■ SOURCE EXTRACT
--- start ---

# Machine Translation
It is a Natural Language processing task of converting sequence of text from one language to another.
It uses Encoder-Decoder and Attention mechanism for achieving the same

In [1]:
import collections
import io
import math
from mxnet import autograd, gluon, init, nd
from mxnet.contrib import text
from mxnet.gluon import data as gdata, loss as gloss, nn, rnn

PAD, BOS, EOS = '<pad>', '<bos>', '<eos>'

  from ._conv import register_converters as _register_converters


## Dataset
Specify the type of dataset and the file paths

In [2]:
dataset_num=2
file_path1 = 'fr-en-small.txt'
file_path2 = 'tiny.europarl-v7.fr-en.en'
file_path3 = 'tiny.europarl-v7.fr-en.fr'

### Data Pre-processing

In [3]:
# Given a particular sequence, we store all the words in all the tokens to subsequently construct the dictionary.
# Add PAD to the sequence, until the length becomes max_seq_len
# Store the padded sequence in all_seqs
def process_one_seq(seq_tokens, all_tokens, all_seqs, max_seq_len):
    all_tokens.extend(seq_tokens)

--- end ---

■ REQUIRED TASK 1
Which two mechanisms does the machine translation notebook say the task uses?
■ REQUIRED TASK 2
From the machine translation notebook, return the passage starting at "### Data Pre-processing" and ending at "all_tokens.extend(seq_tokens)".

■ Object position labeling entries
--- start ---

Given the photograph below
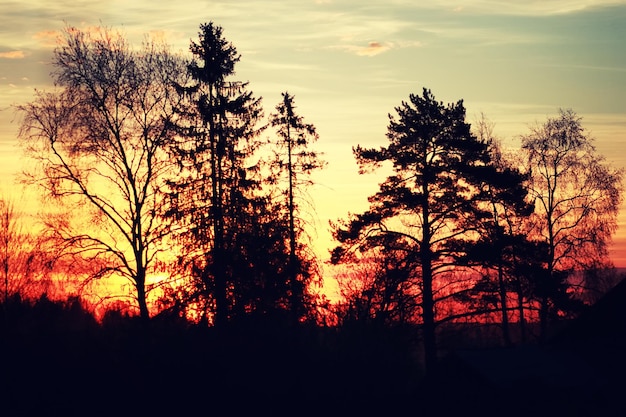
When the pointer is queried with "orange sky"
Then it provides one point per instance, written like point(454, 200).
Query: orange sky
point(349, 63)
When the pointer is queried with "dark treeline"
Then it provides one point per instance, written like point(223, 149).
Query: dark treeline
point(164, 171)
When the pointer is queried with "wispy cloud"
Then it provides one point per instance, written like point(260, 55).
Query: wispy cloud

--- end ---

■ WRITTEN SOLUTION 1
Encoder-Decoder and Attention mechanism

■ WRITTEN SOLUTION 2
### Data Pre-processing

In [3]:
# Given a particular sequence, we store all the words in all the tokens to subsequently construct the dictionary.
# Add PAD to the sequence, until the length becomes max_seq_len
# Store the padded sequence in all_seqs
def process_one_seq(seq_tokens, all_tokens, all_seqs, max_seq_len):
    all_tokens.extend(seq_tokens)